* [Task prompt]
Only the lines below starting at the one that contains "In the picture above, where can the glass" and ending at the one that contains "In the picture above, where can the artificial" are to be reproduced, exactly and with both ends kept.

BEGIN Available data

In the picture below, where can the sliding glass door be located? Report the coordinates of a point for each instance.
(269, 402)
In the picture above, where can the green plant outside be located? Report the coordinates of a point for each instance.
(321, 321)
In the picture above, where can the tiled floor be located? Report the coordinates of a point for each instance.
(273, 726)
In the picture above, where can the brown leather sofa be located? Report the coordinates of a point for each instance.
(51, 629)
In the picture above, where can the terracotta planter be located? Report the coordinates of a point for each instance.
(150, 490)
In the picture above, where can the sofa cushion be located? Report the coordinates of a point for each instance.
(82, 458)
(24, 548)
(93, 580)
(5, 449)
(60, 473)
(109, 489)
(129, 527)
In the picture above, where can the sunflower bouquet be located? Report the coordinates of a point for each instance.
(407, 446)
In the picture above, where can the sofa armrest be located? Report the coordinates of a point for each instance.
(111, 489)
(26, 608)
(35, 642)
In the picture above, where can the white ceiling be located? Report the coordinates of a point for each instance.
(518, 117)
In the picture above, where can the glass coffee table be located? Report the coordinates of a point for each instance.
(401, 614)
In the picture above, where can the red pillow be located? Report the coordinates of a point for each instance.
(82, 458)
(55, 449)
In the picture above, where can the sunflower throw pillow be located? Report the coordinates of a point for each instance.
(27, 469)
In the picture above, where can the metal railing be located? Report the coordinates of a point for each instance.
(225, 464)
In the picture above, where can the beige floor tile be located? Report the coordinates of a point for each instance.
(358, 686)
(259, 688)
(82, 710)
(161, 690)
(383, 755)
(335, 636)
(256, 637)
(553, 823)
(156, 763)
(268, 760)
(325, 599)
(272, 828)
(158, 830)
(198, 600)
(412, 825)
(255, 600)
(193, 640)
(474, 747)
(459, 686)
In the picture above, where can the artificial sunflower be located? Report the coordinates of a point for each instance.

END Available data
BEGIN Available data

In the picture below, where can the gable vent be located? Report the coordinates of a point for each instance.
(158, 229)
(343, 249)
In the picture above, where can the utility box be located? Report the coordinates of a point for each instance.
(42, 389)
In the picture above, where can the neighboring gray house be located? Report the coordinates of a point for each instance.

END Available data

* [Response]
In the picture above, where can the glass coffee table be located? Report the coordinates of a point for each instance.
(401, 614)
In the picture above, where can the red pillow be located? Report the coordinates of a point for each instance.
(82, 458)
(55, 449)
In the picture above, where can the sunflower throw pillow be located? Report the coordinates of a point for each instance.
(27, 469)
In the picture above, where can the metal railing be located? Report the coordinates of a point for each instance.
(225, 464)
In the picture above, where can the beige floor tile be located? Report the coordinates of a point for each instance.
(358, 686)
(259, 688)
(82, 710)
(161, 690)
(383, 755)
(335, 636)
(256, 637)
(553, 823)
(156, 763)
(268, 760)
(325, 599)
(272, 828)
(158, 830)
(198, 600)
(412, 825)
(255, 600)
(193, 640)
(474, 747)
(459, 686)
In the picture above, where can the artificial sunflower be located? Report the coordinates of a point for each instance.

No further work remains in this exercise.